Work item A:
In the article on Ontario's budget debate, what share of the Ontario Drug Programs budget is used for administration?
Work item B:
Please continue the article on Ontario's budget debate from its final sentence.

Text block:
>>>>

Posted tagged ‘primary care’

Ontario Budget Debate Ignores Taxes and Billions Transferred to For-Profit Corporations

March 2, 2014

Ontario’s budget debate may be high profile, but it misses two essential points.

With the NDP signaling NO TAX INCREASES (on the middle class) a serious discussion about taxes, particularly the need to increase corporate and wealth taxes, will not take place. It is hard to have any serious budget discussion without considering the income side. Many commentators have made this point.

At the same time, the expanding use of for-profit companies, often multinational conglomerates, to deliver and finance public services, is being ignored. The negative impact of private delivery on cost, quality, accessibility and democratic control of public services has been well documented and may be the most destructive government expense.

The exact amount transferred to for-profit corporations is unknown. This secrecy, by itself, is a strong democratic argument against the use of private companies. Yet, a quick look at the public accounts for the Ministry of Health shows well over one quarter of that budget is paid directly to private for-profit companies. The easy pickings for large payments to for-profit providers in health care are:

Pharmaceuticals – 4.6 Billion Dollars

Only about 2% of the Ontario Drug Programs budget is used for administration. The rest is transferred to large drug store chains and then much from there to the pharmaceutical conglomerates. The $4.6 billion figure includes $414.5 million that is paid to hospitals, Cancer Care Ontario and the Trillium drug plan which is also primarily transferred to ‘Big Pharma’.

<<<<

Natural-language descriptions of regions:

>>>>

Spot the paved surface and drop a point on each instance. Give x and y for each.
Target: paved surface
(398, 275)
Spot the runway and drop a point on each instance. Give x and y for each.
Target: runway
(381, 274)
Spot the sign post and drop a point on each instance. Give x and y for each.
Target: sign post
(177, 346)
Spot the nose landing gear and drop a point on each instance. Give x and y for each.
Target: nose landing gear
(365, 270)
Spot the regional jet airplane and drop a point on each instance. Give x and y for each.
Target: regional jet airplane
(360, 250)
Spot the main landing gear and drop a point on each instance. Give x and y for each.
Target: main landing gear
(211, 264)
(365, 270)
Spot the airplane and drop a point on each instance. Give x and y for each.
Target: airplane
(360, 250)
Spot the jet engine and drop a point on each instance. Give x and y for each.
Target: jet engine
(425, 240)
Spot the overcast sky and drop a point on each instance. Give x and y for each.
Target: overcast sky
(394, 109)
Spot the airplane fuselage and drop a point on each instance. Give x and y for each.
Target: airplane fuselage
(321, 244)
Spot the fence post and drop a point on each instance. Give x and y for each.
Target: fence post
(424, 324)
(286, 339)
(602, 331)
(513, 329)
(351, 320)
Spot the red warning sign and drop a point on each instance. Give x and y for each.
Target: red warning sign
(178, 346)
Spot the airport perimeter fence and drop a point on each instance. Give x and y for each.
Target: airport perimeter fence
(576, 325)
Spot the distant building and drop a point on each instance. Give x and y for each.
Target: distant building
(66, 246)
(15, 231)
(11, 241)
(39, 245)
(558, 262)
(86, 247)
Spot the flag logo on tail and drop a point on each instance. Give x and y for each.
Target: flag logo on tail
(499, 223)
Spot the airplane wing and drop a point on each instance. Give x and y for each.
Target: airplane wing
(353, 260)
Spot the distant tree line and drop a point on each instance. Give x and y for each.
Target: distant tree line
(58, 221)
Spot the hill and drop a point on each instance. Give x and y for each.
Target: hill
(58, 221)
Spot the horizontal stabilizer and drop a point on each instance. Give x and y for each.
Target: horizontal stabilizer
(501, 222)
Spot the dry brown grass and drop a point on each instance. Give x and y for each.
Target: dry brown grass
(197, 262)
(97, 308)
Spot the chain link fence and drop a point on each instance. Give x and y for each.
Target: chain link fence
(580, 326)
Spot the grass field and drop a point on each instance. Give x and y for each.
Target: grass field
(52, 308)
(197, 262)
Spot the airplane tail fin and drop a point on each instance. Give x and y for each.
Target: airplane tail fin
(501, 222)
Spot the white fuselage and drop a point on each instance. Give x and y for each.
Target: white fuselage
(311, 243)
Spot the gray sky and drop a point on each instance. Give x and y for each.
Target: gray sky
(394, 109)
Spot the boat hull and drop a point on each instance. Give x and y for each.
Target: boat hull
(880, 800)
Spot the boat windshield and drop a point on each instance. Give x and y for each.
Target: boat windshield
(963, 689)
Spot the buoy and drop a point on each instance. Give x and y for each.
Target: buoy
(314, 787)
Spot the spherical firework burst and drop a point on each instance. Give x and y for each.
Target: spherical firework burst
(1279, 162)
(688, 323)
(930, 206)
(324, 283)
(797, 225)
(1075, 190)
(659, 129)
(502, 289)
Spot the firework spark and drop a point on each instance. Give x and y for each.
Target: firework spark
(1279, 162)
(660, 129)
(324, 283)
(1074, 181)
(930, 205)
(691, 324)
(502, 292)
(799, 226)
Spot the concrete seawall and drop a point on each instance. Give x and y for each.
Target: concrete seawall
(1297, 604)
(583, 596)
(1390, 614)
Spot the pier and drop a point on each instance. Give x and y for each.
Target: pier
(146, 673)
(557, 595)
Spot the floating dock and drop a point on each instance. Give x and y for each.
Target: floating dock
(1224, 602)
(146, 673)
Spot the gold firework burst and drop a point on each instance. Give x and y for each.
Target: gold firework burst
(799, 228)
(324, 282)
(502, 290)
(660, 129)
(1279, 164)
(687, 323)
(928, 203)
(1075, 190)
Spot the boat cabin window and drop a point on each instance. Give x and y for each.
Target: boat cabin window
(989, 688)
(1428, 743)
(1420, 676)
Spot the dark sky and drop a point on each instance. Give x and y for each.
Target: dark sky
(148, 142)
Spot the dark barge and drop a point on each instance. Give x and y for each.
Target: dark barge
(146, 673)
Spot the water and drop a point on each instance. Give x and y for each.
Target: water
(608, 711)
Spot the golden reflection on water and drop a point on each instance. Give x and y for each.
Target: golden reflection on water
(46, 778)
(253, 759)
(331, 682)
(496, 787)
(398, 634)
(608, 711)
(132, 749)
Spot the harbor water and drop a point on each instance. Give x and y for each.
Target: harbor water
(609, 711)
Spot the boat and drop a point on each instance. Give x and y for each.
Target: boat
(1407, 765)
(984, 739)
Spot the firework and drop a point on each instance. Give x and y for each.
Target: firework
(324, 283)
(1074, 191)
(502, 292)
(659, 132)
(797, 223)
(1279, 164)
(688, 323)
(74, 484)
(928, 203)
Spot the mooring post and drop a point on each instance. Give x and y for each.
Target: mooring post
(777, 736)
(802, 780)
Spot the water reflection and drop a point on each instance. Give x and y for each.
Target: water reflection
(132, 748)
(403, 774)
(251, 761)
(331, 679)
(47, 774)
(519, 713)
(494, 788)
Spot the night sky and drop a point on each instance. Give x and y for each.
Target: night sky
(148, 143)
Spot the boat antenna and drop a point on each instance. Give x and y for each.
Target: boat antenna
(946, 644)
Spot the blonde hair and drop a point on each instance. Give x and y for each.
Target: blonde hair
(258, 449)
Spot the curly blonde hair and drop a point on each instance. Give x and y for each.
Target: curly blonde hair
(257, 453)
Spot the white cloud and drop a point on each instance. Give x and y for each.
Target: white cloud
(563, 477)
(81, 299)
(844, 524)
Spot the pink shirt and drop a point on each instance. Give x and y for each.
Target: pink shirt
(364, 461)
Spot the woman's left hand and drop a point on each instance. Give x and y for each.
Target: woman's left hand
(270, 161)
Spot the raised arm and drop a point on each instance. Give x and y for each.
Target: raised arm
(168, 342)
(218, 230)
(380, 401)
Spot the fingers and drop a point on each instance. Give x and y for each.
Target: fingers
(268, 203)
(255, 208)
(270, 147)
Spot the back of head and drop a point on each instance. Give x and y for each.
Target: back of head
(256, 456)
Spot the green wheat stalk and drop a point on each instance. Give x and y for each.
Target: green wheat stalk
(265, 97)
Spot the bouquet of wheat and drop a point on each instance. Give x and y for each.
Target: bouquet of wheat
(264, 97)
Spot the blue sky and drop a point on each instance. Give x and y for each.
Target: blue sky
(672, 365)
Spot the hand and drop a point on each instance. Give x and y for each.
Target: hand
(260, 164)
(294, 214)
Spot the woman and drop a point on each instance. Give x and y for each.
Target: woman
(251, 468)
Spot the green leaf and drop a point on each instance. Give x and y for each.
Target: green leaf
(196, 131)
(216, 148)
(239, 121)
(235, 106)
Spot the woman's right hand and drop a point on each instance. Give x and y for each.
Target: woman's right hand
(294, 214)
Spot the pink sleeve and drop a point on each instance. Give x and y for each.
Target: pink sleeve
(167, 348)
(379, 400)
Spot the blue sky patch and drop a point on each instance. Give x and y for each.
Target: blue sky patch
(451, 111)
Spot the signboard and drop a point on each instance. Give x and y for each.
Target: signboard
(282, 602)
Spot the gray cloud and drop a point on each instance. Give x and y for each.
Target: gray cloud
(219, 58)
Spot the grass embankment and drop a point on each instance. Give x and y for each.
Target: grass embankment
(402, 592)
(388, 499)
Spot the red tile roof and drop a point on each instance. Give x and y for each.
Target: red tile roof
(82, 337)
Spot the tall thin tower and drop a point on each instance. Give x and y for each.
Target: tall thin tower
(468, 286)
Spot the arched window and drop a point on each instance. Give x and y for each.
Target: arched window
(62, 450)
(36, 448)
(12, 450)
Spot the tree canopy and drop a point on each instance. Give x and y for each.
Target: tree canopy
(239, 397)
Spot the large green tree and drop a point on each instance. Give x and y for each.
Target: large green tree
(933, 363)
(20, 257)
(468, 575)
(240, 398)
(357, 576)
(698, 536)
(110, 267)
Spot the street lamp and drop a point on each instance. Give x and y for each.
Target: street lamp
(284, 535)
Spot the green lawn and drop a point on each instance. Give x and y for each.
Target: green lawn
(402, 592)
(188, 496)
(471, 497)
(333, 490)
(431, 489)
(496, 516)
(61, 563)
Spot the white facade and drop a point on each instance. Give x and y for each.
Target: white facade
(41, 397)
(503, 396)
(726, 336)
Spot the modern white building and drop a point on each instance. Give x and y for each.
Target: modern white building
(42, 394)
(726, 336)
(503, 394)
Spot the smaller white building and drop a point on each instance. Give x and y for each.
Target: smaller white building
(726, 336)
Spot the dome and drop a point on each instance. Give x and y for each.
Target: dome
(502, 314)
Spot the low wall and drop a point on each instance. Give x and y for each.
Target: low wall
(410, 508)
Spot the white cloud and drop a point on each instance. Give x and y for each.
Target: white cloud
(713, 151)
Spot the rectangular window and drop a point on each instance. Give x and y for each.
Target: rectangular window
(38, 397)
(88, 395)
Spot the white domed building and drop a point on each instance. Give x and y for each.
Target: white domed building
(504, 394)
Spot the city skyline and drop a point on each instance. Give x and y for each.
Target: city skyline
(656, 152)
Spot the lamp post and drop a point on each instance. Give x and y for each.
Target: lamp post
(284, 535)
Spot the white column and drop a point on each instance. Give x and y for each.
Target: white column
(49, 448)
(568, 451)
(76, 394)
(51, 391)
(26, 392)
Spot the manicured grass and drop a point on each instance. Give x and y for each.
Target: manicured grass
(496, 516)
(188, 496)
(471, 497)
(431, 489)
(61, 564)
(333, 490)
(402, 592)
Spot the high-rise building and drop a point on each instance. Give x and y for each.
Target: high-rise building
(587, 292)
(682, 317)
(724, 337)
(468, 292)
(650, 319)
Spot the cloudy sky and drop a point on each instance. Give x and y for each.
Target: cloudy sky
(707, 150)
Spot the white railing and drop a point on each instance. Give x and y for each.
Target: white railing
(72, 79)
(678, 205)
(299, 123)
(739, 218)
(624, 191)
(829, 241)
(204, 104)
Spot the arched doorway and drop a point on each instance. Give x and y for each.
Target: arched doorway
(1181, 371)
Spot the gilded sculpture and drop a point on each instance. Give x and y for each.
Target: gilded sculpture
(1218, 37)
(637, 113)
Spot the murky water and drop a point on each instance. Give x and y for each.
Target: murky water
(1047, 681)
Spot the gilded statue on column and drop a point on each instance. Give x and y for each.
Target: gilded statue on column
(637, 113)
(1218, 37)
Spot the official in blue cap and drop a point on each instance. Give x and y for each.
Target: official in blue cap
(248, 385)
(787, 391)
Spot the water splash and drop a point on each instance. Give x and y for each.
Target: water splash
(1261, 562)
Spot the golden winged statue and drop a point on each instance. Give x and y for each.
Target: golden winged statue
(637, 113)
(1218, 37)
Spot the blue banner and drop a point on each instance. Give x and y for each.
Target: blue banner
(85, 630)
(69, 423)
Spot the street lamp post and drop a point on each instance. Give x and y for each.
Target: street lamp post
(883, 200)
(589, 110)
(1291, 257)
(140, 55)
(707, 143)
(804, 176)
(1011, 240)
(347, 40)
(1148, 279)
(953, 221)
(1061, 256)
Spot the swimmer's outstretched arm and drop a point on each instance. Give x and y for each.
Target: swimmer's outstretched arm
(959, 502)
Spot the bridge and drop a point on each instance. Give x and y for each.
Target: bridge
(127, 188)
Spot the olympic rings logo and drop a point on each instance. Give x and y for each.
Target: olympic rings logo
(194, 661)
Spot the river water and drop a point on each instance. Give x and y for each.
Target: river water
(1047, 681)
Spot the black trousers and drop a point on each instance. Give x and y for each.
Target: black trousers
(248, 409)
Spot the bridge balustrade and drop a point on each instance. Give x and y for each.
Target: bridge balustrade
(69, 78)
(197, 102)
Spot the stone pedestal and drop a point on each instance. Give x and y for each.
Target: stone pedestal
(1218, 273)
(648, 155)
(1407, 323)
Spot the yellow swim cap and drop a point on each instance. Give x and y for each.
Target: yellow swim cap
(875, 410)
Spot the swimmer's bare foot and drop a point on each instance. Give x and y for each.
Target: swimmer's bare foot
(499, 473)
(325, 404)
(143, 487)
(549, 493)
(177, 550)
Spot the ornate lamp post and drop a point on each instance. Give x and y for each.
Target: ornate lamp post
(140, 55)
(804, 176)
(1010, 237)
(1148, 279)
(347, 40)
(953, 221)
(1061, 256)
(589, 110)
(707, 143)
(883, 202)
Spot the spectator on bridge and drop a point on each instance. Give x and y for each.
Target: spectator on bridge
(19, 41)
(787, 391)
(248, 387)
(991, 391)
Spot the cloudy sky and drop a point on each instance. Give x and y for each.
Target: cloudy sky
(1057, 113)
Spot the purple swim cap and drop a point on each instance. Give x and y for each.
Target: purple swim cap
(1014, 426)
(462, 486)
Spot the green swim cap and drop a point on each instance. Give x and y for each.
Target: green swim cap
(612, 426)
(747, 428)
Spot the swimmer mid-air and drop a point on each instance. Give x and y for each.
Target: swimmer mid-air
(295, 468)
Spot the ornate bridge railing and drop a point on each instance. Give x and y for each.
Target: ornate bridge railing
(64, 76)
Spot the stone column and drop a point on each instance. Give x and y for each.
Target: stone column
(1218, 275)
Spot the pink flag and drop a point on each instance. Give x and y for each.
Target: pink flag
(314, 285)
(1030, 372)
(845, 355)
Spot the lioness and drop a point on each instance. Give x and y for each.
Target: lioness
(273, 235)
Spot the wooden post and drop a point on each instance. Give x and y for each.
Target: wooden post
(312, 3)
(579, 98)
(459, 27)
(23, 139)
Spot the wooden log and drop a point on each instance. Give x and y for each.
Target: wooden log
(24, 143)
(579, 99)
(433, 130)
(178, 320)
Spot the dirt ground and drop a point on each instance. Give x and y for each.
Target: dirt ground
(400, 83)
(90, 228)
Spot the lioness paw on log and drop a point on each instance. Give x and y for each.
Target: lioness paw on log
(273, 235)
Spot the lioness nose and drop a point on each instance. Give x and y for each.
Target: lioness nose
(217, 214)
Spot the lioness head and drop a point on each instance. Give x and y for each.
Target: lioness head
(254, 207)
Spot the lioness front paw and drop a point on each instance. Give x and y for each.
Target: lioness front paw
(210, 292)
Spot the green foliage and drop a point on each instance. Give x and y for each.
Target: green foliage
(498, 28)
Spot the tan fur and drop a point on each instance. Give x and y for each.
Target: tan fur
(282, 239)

<<<<

Result A:
About 2%.

Result B:
Long Term Care (LTC) – 2 Billion Dollars

The Canadian Union of Public Employees estimates that in 2010 fifty-three percent of LTC beds were in for-profit facilities. $2 billion is low because some of the non-profit homes contract services like food preparation, cleaning and maintenance to private health care conglomerates.

Capital expenses – 1.3 Billion Dollars

Most of the $1.46 billion in the Health Capital account to build, finance, maintain, operate and/or renovate hospitals will be transferred to consortiums of multinational companies or to large private contractors.

Home care – 1.2 Billion Dollars

The Ontario Association of Community Care Access Centers says that 91.3% of the home care budget is spent on direct patient care of which the Ontario Health Coalition estimates 58% of nursing care and 64% of personal support services are provided by for-profit companies.

Medical laboratories – 680 Million Dollars

Over 93% of the medical laboratory services outside of hospitals in Ontario are provided by three multinational corporations. Ontario based for-profit companies provide the rest.

Independent Health Facilities (IHF) – 396 Million Dollars

97% of IHFs in Ontario are for-profit companies.

Physiotherapy, Assisted Devices and Home O2 – 598 Million Dollars

Community physiotherapy services, the Assisted Devices Program and home oxygen providers are primarily for-profit.

eHealth – 291 Million Dollars

The 2010-11 eHealth Annual Report says that 80% of their budget is transferred to public-private-partnerships, in other words paid to large for-profit companies.

Hospitals, Primary Care and Multimillion Dollar Incidentals

Hospitals and primary care are still nominally non-profit. However, significant portions of both their expenses go to for-profit corporations (usually very large ones). Hospitals often contract out cleaning, security, food services, information technology and maintenance. Temporary agencies supply nurses. Consultants and management services are regularly hired.

For-profit chains increasingly provide urgent care services and physician offices. These chains are paid from a percentage of the physician’s billings to the government. Management companies, IT firms and temporary help agencies also receive money from the primary care budget.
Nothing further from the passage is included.